Problem statement.
Rescale the records starting at the line containing "of the white" and ending at the end of the records, writing them out again with the requests included and every coordinate in the answers multiplied by 1.45 and rounded to a whole number, halves rounded up. Keep the numbers in the requests and their format samples unchanged.

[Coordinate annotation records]
* * *

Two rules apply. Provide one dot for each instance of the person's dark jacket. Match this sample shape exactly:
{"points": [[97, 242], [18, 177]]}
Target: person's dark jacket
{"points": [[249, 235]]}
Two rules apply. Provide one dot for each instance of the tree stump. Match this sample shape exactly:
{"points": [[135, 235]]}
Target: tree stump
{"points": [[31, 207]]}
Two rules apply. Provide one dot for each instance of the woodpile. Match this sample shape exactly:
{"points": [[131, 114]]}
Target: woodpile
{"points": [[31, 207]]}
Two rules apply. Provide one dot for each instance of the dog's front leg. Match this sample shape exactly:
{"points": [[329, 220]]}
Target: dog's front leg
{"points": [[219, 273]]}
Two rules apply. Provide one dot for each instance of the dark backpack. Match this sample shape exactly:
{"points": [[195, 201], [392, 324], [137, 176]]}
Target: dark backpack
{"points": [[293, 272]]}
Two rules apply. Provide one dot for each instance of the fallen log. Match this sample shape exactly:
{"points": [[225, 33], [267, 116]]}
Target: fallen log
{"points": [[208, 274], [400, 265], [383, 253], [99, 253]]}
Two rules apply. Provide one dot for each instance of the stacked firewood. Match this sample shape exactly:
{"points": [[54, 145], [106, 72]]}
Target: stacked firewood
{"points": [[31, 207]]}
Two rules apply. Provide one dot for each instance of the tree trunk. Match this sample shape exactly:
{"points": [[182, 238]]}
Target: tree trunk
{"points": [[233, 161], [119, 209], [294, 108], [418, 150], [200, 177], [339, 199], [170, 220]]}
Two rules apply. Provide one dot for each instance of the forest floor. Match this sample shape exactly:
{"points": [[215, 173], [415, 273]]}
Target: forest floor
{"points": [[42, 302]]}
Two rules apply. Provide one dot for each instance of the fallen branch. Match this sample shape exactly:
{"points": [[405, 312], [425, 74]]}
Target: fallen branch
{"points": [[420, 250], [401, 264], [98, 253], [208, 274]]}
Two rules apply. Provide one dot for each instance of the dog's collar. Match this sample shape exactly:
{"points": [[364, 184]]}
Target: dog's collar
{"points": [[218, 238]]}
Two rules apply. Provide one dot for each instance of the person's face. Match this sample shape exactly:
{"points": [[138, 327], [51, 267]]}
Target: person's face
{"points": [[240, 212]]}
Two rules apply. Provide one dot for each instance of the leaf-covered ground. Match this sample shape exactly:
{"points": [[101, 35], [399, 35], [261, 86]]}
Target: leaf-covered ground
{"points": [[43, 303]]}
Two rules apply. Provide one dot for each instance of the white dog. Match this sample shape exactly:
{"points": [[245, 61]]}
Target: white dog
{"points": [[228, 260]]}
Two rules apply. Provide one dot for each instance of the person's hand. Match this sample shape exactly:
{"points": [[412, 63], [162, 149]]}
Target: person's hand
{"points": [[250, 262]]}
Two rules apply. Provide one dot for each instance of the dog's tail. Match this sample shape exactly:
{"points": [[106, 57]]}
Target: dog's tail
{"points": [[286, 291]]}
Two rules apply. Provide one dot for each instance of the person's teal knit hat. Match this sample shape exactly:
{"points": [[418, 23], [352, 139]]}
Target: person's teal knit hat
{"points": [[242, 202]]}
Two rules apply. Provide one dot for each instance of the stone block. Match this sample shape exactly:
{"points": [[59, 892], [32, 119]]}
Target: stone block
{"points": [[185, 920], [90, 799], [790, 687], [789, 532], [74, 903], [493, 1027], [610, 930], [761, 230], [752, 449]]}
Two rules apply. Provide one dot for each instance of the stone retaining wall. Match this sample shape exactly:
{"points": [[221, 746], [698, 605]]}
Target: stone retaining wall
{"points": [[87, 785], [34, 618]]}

* * *

Answer to the problem.
Two rules apply. Provide one dot for each instance of the white dog. Match this sample shape exactly:
{"points": [[245, 61]]}
Target: white dog
{"points": [[331, 377]]}
Two rules apply. Provide one dot for each instance of the person's hand. Match this sample shape exactly:
{"points": [[412, 63], [162, 149]]}
Target: person's hand
{"points": [[363, 380]]}
Two rules apply. Provide one dot for each instance of the dog's tail. Match this sample shape exactly:
{"points": [[106, 57]]}
Target: dog's tail
{"points": [[415, 422]]}
Two rules apply. Provide one dot for each instance of the person's teal knit hat. Match this sample shape exactly:
{"points": [[418, 23], [352, 139]]}
Target: person's teal knit hat
{"points": [[351, 293]]}
Two rules apply. Provide one dot for each instance of the stone block. Match this sample shape exactly:
{"points": [[59, 892], [32, 119]]}
Target: stone block
{"points": [[268, 1334], [131, 1159], [1146, 996], [1144, 771], [107, 1309], [715, 1489], [885, 1349], [1103, 334], [1090, 651]]}
Two rules apply. Provide one dot for each instance of the stone retaining wall. Match this sample shape exactly:
{"points": [[221, 746], [698, 605]]}
Target: stone retaining wall
{"points": [[126, 1138], [49, 896]]}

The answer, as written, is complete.